> [Exercise description] Count the lines in the records that contain the string "mountain", treating uppercase and lowercase as different, and give only the number.

>> start Material to process

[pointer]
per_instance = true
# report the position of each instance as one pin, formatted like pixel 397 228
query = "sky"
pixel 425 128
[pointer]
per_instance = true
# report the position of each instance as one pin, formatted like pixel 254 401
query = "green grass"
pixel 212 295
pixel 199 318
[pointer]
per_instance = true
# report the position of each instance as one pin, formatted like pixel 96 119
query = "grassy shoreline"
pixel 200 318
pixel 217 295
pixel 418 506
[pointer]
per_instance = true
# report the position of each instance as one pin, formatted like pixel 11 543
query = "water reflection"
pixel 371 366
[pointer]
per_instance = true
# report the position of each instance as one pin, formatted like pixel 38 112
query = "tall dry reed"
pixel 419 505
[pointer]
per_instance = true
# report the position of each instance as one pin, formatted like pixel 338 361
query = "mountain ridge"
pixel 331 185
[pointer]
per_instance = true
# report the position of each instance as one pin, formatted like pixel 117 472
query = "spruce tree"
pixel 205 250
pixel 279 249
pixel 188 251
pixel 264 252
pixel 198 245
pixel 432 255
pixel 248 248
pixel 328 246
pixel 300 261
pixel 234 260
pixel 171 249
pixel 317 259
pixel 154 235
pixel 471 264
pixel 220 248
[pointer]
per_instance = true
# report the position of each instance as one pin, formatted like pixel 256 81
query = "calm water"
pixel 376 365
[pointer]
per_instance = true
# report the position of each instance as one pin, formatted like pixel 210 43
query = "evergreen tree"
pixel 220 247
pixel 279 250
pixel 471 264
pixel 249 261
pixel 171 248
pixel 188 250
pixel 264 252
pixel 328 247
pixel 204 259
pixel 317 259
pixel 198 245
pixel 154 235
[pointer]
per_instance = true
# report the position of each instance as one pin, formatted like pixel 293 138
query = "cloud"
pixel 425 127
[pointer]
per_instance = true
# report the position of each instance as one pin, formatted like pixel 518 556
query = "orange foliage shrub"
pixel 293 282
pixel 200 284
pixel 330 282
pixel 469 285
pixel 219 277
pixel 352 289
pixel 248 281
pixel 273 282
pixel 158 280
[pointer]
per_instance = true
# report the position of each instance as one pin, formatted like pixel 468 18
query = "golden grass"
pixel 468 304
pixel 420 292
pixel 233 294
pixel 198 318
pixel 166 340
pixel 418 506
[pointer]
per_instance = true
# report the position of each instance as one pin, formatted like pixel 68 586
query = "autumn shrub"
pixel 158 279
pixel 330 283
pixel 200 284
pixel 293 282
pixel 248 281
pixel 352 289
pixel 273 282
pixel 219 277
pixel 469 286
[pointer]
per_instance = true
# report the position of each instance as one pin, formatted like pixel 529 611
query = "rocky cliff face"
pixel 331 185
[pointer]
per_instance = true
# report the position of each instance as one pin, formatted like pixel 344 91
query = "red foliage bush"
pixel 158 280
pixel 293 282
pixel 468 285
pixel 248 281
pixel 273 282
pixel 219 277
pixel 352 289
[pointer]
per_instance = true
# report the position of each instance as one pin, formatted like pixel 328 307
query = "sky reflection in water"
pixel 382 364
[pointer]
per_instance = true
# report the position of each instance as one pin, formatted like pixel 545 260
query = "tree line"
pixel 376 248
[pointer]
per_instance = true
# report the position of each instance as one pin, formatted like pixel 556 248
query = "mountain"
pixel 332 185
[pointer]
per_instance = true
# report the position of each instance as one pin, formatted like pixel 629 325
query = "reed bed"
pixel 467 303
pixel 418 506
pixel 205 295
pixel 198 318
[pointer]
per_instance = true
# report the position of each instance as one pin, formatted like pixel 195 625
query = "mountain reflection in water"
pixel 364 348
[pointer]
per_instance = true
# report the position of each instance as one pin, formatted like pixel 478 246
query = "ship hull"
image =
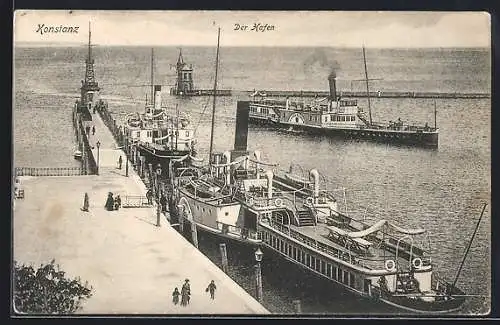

>> end Material to process

> [Output of the exercise] 3